▶ [ACTIVITY]
Give the line with "Where can the blurred" again, along with every line below it to the end of the records, word for word.

▶ [MATERIAL TO PROCESS]
########################################

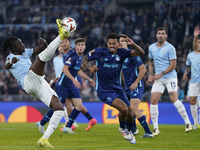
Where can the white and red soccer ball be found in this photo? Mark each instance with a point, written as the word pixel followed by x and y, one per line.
pixel 69 24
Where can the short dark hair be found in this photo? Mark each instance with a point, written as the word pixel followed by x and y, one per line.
pixel 162 28
pixel 113 36
pixel 79 40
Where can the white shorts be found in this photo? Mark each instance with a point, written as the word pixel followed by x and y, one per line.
pixel 160 85
pixel 194 89
pixel 38 87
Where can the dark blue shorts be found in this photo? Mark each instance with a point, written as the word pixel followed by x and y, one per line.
pixel 109 97
pixel 67 92
pixel 137 93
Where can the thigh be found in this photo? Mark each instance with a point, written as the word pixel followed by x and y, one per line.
pixel 194 89
pixel 171 85
pixel 62 93
pixel 74 92
pixel 158 86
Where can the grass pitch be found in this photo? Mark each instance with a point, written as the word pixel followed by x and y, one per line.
pixel 24 136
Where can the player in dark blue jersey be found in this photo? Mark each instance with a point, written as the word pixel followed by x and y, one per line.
pixel 133 71
pixel 109 61
pixel 68 87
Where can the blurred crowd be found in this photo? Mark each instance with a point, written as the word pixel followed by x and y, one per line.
pixel 29 19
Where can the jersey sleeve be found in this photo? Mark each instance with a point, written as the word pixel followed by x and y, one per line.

########################################

▶ [OUTPUT]
Where can the blurred crowd be found in this photo? Mark each instance with a point, written as the word pixel followed by x and y, one per line.
pixel 29 19
Where can the jersey sleeve be found in this photo? Mark each instance with a point, written as the word pixel followed by x and y, one per line.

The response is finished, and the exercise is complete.